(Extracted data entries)
↓
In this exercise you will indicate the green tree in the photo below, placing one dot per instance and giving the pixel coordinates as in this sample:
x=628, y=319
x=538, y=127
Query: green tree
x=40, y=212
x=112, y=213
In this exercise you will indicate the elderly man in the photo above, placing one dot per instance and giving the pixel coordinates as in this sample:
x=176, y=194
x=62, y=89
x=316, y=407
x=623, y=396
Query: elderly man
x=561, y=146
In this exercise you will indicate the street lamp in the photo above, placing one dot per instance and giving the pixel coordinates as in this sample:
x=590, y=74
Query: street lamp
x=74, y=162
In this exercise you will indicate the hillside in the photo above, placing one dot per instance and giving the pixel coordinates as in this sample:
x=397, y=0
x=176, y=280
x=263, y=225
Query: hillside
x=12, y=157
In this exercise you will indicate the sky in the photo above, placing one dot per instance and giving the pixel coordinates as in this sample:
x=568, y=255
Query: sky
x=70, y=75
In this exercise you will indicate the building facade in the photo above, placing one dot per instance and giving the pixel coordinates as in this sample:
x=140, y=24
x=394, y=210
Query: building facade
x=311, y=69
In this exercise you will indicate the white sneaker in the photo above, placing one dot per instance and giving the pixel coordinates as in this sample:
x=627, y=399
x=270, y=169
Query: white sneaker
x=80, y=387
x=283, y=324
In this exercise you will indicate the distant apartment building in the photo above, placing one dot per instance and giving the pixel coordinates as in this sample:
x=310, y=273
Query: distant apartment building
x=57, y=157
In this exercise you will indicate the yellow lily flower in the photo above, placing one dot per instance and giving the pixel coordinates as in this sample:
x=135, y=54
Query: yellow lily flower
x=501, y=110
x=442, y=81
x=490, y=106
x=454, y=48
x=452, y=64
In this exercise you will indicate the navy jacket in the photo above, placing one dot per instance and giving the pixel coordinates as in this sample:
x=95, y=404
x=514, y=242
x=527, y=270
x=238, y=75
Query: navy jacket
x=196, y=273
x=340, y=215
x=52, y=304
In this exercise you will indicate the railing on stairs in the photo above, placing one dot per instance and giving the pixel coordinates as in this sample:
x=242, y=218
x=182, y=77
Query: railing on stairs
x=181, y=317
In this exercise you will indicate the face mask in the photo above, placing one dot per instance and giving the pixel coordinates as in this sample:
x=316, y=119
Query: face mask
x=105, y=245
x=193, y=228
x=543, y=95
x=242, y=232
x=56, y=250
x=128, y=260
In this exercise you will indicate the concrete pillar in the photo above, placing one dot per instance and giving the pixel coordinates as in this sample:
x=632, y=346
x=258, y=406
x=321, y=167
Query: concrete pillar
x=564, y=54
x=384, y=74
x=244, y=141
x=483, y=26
↑
## WRITTEN PROBLEM
Quote all of the rows above word for word, keeping every line unchanged and in the same order.

## FINISHED TASK
In this exercise you will indicate the green tree in the photo below, placing one dot per instance and giving the pixel coordinates as in this sample:
x=628, y=319
x=538, y=127
Query: green tree
x=40, y=212
x=112, y=213
In this exercise you will indicate the elderly man in the photo above, placing one dot per instance and giving the pixel coordinates as in this sample:
x=176, y=194
x=62, y=89
x=316, y=407
x=623, y=396
Query: elderly man
x=561, y=146
In this exercise you will indicate the street lamp in the photo above, placing one dot per instance and giving the pixel coordinates as in this sample:
x=590, y=74
Query: street lamp
x=74, y=162
In this exercise you will indicate the hillside in the photo above, placing one dot per instance and giving the pixel coordinates as in this sample:
x=397, y=0
x=176, y=280
x=263, y=225
Query: hillside
x=12, y=157
In this exercise you will indicate the sky in the photo above, placing one dot per instance and giving the pixel coordinates as in this sample:
x=568, y=255
Query: sky
x=70, y=75
In this exercise you will indicate the building facade in the photo above, placing one dot per instance and giving the pixel coordinates as in this sample:
x=140, y=24
x=394, y=210
Query: building facade
x=311, y=69
In this exercise you will indicate the white sneaker in the photo above, placing one dot per instance and giving the pixel coordinates as in this sample:
x=627, y=399
x=270, y=169
Query: white sneaker
x=80, y=387
x=283, y=324
In this exercise you will indicate the distant apartment building in the photo above, placing one dot per instance and giving the pixel coordinates as in this sample:
x=310, y=273
Query: distant apartment building
x=57, y=157
In this exercise you will indicate the yellow lily flower in the photo above, placing one dot per instance and giving the pixel coordinates as in this sample:
x=135, y=54
Query: yellow lily flower
x=501, y=110
x=442, y=81
x=490, y=106
x=454, y=48
x=452, y=64
In this exercise you will indicate the navy jacket in the photo above, placing one dot per instance and giving the pixel coordinates as in this sample:
x=95, y=404
x=514, y=242
x=527, y=270
x=238, y=75
Query: navy jacket
x=196, y=273
x=340, y=215
x=52, y=304
In this exercise you will indicate the railing on stairs in the photo above, placing one dot per instance and giving the pixel coordinates as in this sample:
x=242, y=218
x=182, y=77
Query: railing on stairs
x=181, y=317
In this exercise you will indicate the face mask in the photo above, placing one dot per instance and giving the pixel coordinates as in this sample:
x=316, y=119
Query: face mask
x=105, y=245
x=193, y=228
x=543, y=95
x=242, y=232
x=56, y=250
x=128, y=260
In this exercise you will indicate the concrete pillar in the photo above, placing one dot per instance and giving the pixel coordinates as in this sample:
x=632, y=346
x=258, y=406
x=321, y=167
Query: concrete pillar
x=564, y=54
x=384, y=74
x=244, y=141
x=483, y=26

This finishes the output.